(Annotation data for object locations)
• • •

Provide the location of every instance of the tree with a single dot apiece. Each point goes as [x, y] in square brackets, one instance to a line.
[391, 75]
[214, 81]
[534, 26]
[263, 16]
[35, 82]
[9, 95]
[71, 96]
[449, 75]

• • •

Quote the listing above line for line, with no changes.

Provide the location of every instance of the tree with a single dot apiece. Each point goes as [x, y] in square brackets, one instance to a line.
[391, 75]
[214, 81]
[534, 26]
[263, 16]
[35, 82]
[9, 95]
[71, 96]
[449, 75]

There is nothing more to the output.